Required action: Copy each line of the entries beneath that contains the word "mane".

Source data:

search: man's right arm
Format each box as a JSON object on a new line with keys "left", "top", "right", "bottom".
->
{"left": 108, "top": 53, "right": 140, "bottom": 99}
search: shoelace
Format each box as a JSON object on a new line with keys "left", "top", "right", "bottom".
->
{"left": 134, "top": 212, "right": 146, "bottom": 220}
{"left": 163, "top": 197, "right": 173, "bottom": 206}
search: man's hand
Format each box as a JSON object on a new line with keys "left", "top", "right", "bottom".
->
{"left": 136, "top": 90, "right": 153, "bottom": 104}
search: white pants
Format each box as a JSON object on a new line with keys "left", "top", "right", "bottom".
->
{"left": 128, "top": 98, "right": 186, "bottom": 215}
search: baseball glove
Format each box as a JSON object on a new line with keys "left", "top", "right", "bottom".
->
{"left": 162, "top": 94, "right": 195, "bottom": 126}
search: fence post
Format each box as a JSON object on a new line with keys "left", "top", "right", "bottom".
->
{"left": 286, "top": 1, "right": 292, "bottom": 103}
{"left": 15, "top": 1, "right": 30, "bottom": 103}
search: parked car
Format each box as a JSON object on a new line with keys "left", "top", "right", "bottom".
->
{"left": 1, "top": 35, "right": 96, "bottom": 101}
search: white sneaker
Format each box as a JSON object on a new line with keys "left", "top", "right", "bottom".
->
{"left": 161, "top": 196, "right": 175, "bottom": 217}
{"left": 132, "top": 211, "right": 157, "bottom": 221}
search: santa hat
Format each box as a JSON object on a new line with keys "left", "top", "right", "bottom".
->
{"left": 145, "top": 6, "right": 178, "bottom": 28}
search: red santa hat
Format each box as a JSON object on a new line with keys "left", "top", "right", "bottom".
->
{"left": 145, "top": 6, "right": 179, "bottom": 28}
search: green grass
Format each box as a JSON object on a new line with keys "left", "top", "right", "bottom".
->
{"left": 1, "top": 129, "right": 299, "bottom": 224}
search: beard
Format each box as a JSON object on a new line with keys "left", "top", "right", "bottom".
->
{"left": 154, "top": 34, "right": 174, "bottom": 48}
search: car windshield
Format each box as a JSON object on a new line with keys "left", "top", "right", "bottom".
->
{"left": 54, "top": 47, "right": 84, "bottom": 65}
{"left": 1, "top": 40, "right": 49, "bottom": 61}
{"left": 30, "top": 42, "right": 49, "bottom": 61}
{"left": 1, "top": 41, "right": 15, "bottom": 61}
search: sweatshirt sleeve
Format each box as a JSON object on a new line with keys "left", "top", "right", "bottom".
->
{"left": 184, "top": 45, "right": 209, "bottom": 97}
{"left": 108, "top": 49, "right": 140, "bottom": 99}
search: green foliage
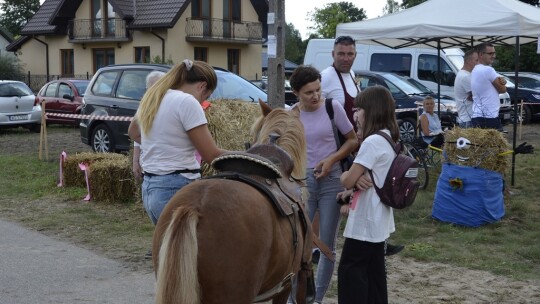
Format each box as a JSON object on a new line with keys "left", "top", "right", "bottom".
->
{"left": 0, "top": 0, "right": 40, "bottom": 37}
{"left": 494, "top": 44, "right": 540, "bottom": 73}
{"left": 400, "top": 0, "right": 427, "bottom": 9}
{"left": 0, "top": 53, "right": 25, "bottom": 80}
{"left": 383, "top": 0, "right": 401, "bottom": 15}
{"left": 285, "top": 23, "right": 305, "bottom": 65}
{"left": 310, "top": 2, "right": 366, "bottom": 38}
{"left": 150, "top": 55, "right": 174, "bottom": 65}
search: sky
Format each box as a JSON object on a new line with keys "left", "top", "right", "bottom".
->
{"left": 284, "top": 0, "right": 392, "bottom": 39}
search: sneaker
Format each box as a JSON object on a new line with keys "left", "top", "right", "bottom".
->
{"left": 386, "top": 243, "right": 404, "bottom": 256}
{"left": 144, "top": 249, "right": 152, "bottom": 259}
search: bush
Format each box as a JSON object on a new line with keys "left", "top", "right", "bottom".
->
{"left": 0, "top": 53, "right": 25, "bottom": 80}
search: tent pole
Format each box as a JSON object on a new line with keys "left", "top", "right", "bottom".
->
{"left": 510, "top": 36, "right": 520, "bottom": 186}
{"left": 437, "top": 40, "right": 441, "bottom": 116}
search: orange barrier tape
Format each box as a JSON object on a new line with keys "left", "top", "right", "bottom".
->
{"left": 45, "top": 113, "right": 133, "bottom": 121}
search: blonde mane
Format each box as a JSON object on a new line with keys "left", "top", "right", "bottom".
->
{"left": 250, "top": 108, "right": 306, "bottom": 180}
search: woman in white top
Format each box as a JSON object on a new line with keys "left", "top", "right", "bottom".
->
{"left": 128, "top": 60, "right": 224, "bottom": 225}
{"left": 339, "top": 86, "right": 399, "bottom": 304}
{"left": 419, "top": 96, "right": 445, "bottom": 148}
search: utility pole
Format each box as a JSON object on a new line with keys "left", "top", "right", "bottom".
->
{"left": 267, "top": 0, "right": 285, "bottom": 108}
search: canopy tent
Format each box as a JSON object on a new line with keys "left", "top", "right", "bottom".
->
{"left": 336, "top": 0, "right": 540, "bottom": 49}
{"left": 336, "top": 0, "right": 540, "bottom": 186}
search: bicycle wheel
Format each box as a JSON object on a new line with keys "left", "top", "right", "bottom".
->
{"left": 403, "top": 143, "right": 429, "bottom": 190}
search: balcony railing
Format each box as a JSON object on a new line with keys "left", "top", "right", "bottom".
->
{"left": 185, "top": 17, "right": 263, "bottom": 43}
{"left": 68, "top": 18, "right": 131, "bottom": 42}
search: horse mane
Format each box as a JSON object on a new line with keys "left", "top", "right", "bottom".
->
{"left": 250, "top": 108, "right": 306, "bottom": 180}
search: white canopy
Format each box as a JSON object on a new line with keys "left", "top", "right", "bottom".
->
{"left": 336, "top": 0, "right": 540, "bottom": 49}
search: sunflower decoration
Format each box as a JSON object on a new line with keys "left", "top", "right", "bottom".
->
{"left": 449, "top": 177, "right": 463, "bottom": 191}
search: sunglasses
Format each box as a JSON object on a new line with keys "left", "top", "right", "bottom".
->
{"left": 334, "top": 36, "right": 355, "bottom": 45}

Your solution:
search: blonde mane
search: horse mane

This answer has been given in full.